┌────────
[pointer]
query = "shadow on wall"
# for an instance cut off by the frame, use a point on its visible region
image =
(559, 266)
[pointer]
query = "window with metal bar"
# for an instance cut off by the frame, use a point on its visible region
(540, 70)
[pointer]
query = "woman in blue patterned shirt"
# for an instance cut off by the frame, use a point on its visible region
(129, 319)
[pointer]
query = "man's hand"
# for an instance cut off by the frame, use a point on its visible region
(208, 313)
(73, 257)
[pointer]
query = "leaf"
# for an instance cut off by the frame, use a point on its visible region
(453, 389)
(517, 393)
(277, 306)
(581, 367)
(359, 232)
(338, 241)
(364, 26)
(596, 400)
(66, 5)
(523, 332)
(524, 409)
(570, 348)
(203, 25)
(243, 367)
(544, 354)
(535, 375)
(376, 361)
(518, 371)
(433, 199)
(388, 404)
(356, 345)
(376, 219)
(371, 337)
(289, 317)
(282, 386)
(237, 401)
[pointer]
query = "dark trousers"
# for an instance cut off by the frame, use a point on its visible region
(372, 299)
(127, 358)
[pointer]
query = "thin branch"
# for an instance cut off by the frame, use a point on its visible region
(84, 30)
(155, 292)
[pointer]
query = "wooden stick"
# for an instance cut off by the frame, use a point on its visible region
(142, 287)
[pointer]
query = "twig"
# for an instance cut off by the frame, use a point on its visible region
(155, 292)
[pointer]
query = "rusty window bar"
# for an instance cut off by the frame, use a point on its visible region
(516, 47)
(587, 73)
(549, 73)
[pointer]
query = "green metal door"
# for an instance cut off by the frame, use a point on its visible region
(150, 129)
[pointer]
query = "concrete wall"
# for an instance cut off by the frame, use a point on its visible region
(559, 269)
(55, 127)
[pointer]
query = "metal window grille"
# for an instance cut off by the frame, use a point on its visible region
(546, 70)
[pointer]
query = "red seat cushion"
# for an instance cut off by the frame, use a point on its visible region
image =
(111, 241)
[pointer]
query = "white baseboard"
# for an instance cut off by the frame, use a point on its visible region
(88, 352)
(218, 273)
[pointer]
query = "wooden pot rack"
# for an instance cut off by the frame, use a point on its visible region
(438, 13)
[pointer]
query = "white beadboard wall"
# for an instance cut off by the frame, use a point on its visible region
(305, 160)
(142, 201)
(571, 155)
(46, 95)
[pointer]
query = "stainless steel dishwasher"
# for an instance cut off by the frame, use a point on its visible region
└────────
▸ **Problem**
Return every line of the records that contains the string "metal". Matching is case-sensitive.

▸ **Answer to this problem**
query = "window with metal bar"
query = "green metal door"
query = "metal window grille"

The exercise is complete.